*EXTRACT PROVIDED:*
┌──

There's no "avoiding the question", as you are suggesting.
Well as you want to speak for buckle: do you think Simpson needs - or even deserves - a Saville Report?
I wasn't following that discussion closely, I just noted that you kept asking him something that he had already said he didn't know how to answer.

I don't think buckle was demanding a Simpson Report. Still, Simpson being SPOTY for me definitely was an interesting point made by buckle. Together with the other comments he made it puts (or at least tries to put) some of the things we are seeing happening in Britain at present in a bit of a historical context.
 
Re: Re:

sniper said:
fmk_RoI said:
sniper said:
there's nothing to explain. He answered your question and later added that the Saville reference was lost on him.
There's no "avoiding the question", as you are suggesting.
Well as you want to speak for buckle: do you think Simpson needs - or even deserves - a Saville Report?

└──

*DIRECTION A:*
Answer these questions about the forum discussion, one line each:
(i) What kind of report does the question "do you think Simpson needs - or even deserves" ask about?
(ii) Which point made by buckle does the writer call interesting?
(iii) In the quoted post that begins "there's nothing to explain", what was later added?
*DIRECTION B:*
Write the next part of the forum discussion, picking up after its final line.

*MATERIAL PROVIDED:*
┌──

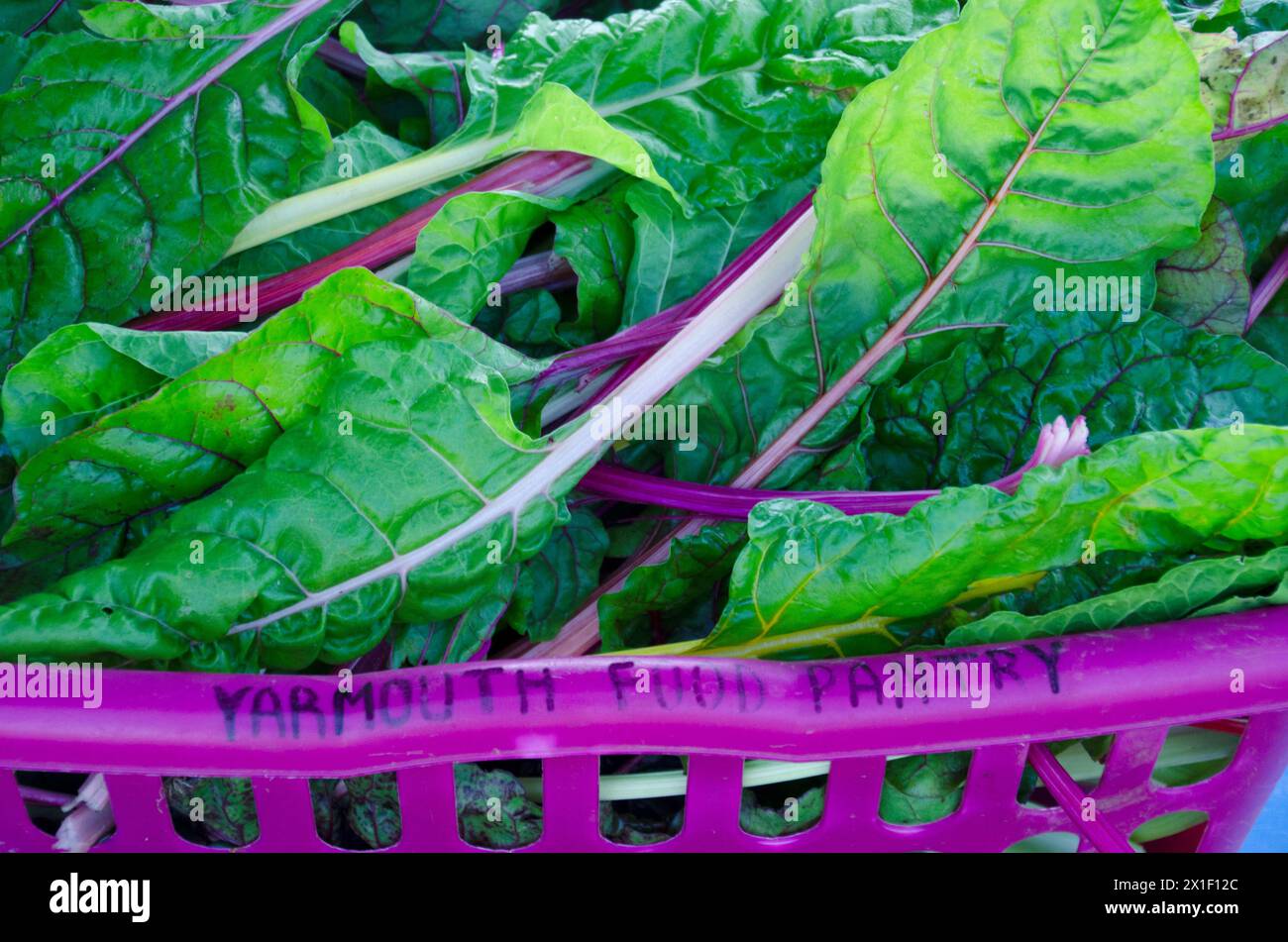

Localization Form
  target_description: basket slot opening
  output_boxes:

└──
┌──

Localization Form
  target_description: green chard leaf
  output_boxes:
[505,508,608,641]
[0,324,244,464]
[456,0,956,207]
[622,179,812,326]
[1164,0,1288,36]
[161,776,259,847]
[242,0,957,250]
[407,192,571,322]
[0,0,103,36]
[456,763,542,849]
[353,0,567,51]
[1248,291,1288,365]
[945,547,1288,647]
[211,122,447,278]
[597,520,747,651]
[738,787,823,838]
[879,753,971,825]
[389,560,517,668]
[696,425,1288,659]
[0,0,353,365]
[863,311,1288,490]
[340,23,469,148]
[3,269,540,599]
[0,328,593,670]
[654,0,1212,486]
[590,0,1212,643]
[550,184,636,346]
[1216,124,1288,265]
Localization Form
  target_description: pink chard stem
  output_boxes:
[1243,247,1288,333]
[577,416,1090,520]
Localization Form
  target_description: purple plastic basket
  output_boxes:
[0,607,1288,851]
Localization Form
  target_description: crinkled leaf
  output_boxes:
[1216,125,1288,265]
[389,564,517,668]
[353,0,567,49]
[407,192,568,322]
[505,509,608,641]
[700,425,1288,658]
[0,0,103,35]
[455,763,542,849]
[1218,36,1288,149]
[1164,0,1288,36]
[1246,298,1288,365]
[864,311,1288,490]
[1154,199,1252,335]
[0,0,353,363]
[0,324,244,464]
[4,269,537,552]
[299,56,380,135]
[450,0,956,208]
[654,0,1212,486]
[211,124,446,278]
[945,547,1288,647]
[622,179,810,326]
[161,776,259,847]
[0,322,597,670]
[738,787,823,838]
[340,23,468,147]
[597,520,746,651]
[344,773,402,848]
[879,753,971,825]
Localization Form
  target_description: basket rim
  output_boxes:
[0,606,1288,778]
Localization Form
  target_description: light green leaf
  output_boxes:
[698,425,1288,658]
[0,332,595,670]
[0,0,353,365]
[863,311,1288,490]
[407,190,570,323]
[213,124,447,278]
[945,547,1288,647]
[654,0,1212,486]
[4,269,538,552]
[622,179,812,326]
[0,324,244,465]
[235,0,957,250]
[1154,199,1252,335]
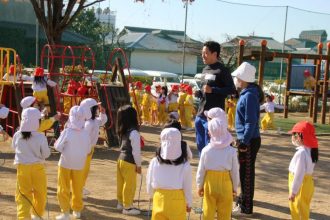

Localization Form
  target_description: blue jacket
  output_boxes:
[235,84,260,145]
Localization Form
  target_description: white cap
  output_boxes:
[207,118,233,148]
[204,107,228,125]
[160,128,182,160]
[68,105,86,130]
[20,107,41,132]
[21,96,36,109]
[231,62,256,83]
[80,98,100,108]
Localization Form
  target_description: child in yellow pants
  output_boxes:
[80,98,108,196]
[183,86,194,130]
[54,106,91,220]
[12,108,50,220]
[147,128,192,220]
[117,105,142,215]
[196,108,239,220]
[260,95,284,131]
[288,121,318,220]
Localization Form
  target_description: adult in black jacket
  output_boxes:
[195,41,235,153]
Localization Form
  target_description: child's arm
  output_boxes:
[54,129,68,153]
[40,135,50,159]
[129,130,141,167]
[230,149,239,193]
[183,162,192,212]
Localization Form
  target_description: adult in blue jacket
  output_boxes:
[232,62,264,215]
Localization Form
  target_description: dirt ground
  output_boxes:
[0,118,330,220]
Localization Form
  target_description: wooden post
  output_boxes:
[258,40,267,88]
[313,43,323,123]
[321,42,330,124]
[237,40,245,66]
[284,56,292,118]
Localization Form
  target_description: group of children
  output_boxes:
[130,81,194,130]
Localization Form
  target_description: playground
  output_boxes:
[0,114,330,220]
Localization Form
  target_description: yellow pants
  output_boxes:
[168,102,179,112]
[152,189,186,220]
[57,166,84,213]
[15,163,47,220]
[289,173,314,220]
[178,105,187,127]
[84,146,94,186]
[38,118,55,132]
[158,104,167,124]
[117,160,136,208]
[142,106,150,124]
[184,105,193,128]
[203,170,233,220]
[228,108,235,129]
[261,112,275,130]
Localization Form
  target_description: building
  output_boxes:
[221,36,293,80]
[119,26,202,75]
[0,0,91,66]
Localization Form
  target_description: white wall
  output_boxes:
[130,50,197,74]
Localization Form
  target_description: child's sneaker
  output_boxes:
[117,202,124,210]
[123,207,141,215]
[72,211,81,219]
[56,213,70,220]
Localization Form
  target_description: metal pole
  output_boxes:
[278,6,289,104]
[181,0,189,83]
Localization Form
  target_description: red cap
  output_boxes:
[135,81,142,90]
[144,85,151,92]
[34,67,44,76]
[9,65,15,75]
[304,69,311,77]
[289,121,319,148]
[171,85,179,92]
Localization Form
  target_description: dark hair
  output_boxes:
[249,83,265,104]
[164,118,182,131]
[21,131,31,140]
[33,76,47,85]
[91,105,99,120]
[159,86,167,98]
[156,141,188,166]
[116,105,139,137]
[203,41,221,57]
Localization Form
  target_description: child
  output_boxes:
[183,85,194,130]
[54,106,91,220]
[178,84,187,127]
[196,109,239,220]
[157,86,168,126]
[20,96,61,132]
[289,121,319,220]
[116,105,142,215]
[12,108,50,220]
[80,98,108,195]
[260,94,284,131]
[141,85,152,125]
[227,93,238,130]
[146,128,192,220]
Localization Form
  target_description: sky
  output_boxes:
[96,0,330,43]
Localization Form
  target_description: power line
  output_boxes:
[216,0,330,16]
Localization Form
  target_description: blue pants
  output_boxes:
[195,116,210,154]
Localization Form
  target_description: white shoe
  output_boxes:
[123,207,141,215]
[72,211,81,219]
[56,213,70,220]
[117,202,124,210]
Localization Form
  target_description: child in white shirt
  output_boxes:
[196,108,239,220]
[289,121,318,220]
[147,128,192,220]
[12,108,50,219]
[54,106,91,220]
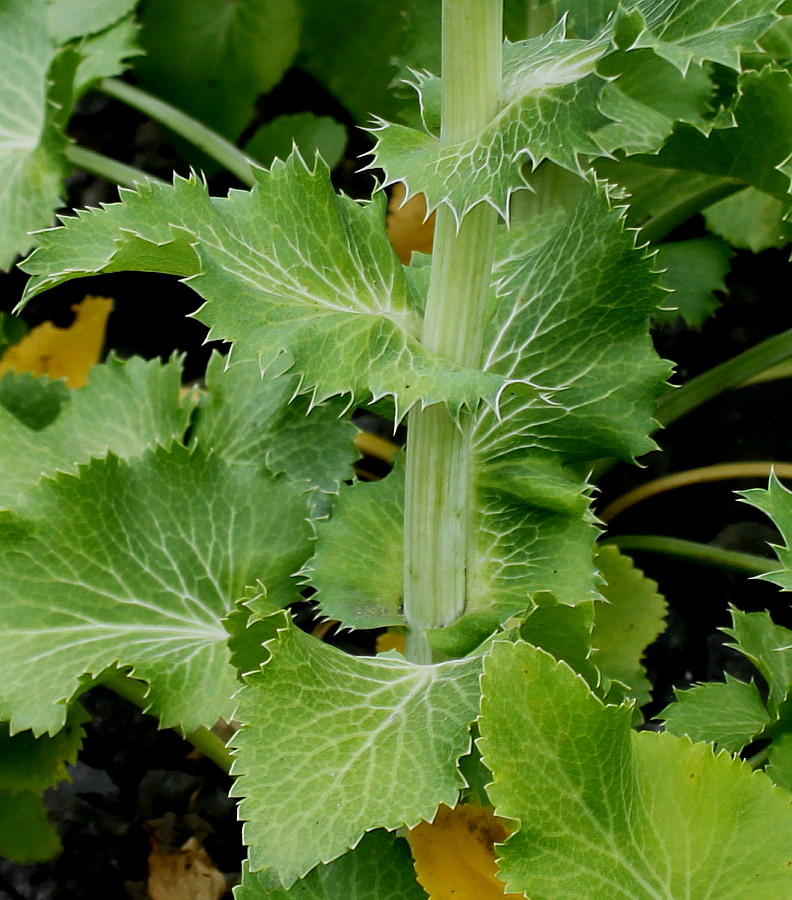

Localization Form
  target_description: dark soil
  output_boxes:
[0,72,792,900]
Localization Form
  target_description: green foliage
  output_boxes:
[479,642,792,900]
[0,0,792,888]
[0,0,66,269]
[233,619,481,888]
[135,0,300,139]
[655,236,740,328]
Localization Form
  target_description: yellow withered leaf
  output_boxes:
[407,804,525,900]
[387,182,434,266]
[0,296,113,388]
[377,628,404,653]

└──
┌──

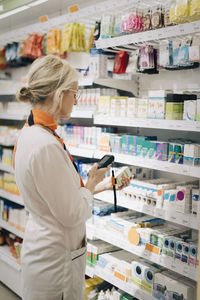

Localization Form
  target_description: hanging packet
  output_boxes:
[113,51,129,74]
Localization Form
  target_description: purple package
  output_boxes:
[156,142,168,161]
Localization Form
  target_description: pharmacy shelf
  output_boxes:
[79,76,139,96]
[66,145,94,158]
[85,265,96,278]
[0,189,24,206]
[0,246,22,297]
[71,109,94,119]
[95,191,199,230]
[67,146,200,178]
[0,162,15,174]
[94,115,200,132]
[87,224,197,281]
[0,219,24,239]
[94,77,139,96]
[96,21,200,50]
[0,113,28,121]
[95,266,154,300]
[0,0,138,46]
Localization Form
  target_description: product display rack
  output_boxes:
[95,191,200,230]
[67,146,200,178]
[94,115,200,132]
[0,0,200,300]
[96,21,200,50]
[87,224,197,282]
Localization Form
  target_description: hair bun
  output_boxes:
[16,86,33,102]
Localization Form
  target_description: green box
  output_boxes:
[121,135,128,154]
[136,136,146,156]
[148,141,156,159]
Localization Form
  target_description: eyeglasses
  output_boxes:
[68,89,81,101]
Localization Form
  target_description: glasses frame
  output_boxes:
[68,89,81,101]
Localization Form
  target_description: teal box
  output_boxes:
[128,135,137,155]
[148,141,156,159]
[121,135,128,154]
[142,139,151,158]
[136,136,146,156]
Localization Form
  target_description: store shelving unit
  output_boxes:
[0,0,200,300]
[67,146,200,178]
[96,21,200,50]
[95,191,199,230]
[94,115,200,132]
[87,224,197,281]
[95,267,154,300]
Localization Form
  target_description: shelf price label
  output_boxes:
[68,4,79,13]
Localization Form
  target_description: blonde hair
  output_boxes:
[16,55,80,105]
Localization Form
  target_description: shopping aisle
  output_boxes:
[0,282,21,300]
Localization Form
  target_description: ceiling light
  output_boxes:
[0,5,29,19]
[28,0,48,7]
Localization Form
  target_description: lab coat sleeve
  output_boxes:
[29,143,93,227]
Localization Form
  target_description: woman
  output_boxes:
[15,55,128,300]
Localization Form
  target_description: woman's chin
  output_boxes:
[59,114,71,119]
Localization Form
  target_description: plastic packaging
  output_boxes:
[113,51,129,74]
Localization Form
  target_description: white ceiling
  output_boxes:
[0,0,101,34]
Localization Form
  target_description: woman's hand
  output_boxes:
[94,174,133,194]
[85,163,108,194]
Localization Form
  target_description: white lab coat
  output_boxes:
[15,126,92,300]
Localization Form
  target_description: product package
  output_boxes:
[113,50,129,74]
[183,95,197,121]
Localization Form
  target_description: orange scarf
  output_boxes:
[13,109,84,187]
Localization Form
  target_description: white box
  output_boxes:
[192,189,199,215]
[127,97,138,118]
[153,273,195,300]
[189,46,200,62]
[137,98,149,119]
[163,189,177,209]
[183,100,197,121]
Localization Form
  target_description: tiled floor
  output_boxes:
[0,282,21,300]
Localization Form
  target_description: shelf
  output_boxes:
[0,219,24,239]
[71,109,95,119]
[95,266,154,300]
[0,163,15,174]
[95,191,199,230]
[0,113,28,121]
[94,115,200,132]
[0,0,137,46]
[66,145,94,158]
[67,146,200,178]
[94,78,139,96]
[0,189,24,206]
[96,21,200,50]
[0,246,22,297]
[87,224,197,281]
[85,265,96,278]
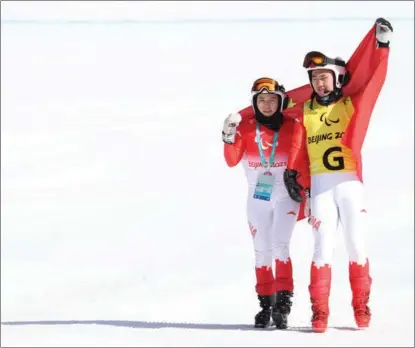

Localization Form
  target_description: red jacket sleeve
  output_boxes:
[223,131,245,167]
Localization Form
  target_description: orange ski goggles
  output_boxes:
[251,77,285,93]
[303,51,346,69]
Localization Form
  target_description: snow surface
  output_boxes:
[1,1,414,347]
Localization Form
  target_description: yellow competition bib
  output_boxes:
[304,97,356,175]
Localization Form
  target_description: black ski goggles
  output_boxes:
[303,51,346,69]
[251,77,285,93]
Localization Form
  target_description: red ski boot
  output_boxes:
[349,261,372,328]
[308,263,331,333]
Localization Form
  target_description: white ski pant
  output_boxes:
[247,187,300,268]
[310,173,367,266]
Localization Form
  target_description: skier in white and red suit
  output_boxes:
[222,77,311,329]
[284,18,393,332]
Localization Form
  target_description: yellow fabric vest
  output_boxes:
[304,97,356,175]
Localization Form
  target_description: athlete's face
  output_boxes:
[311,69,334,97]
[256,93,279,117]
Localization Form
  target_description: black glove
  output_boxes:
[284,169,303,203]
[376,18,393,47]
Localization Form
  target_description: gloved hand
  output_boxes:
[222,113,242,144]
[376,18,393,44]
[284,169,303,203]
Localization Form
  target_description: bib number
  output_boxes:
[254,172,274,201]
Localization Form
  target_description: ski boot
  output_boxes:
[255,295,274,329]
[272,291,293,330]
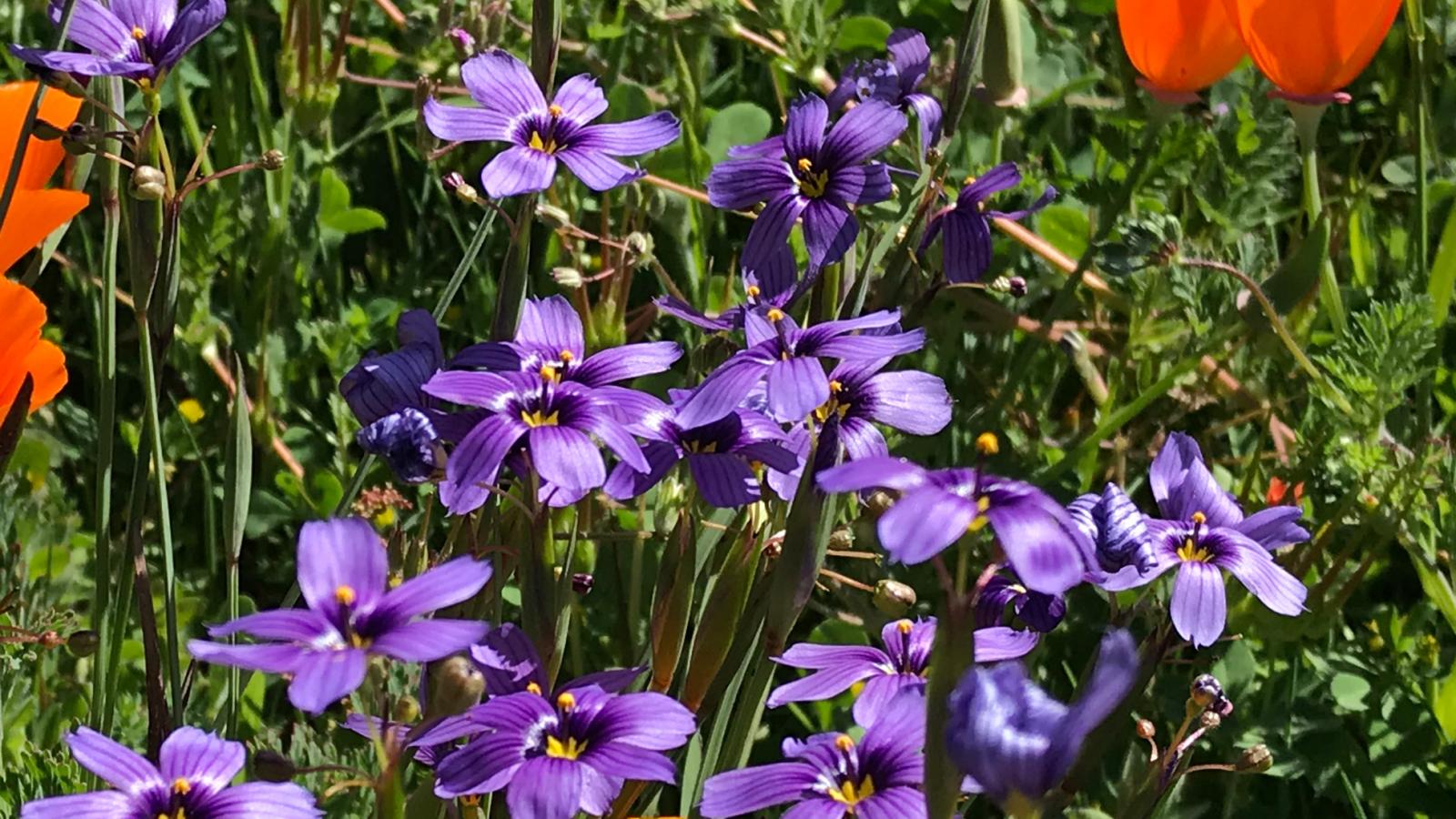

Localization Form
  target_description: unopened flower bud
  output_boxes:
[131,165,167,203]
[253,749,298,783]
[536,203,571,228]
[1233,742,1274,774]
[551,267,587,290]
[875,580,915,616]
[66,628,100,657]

└──

*REPLY A:*
(i) A Saville Report.
(ii) Simpson being SPOTY.
(iii) That the Saville reference was lost on him.

*REPLY B:*
I wasn't following that discussion closely, I just noted that you kept asking him something that he had already said he didn't know how to answer.
You weren't following the convo but you're able to speak for buckle, even say he wasn't looking for any investigation - let alone one à la Saville - when it seems pretty clear that the (alleged) lack of an investigation perturbs him, with surely the only way to put that right now being to establish an inquiry, five decades on, to remove the whitewash of earlier years:
buckle said:
Back in 1965, before the UK began its own state sponsored program, and in a quiet year for sport, Tom Simpson won the BBC Sports Personality of the Year award. There has been no real attempt to address one of the greatest scandals in sporting history which lead to an appalling tragedy.
 
Re: Re:

sniper said:
Simpson being SPOTY for me definitely was an interesting point made by buckle. Together with the other comments he made it puts (or at least tries to put) some of the things we are seeing happening in Britain at present in a bit of a historical context.
Oh let's go there, please. First of all, you're not suggesting, are you, that it was news to you that Simpson was a SPOTY winner? Second, do please elaborate on the historical context that's been added for you.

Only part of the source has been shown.